• WORKING DATA

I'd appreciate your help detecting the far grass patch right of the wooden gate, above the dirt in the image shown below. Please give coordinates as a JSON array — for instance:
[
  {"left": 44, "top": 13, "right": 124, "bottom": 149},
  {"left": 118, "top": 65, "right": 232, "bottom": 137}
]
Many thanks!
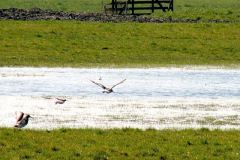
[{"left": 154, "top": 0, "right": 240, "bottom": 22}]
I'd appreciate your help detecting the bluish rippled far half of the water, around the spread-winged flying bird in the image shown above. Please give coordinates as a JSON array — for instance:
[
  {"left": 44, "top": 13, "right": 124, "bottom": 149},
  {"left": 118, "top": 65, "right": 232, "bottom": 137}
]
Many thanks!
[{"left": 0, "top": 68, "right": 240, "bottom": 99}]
---
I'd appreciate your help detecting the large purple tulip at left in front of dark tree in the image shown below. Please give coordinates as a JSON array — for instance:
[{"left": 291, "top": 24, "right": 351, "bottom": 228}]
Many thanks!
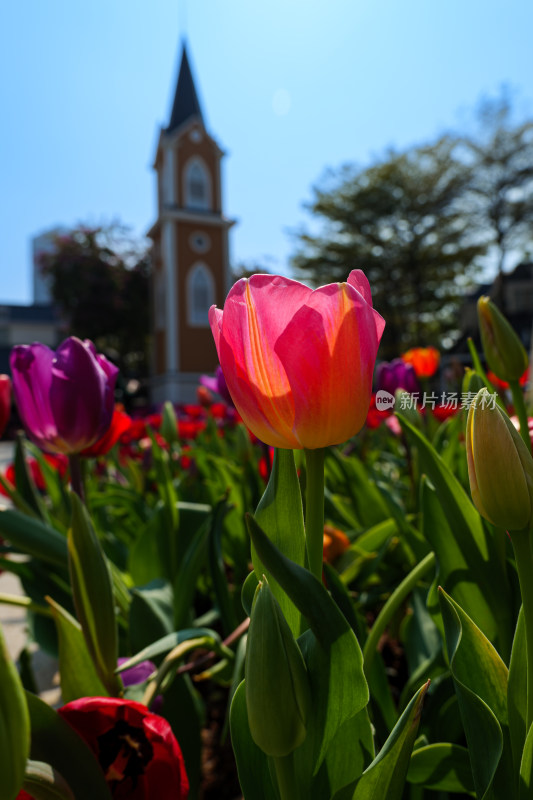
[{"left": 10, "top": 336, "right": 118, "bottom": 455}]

• WORK TASK
Copy out each line of the material in which the word "below" turns up.

• RESULT FOR THIS TASK
I'd appreciate your help detecting the far grass patch right of the wooden gate, above the dirt in the image shown below. Please give coordinates as a JSON array — for instance:
I'd appreciate your help detecting the large purple tulip at left in front of dark tree in the image shown below. Please give coordinates as a JSON array — for instance:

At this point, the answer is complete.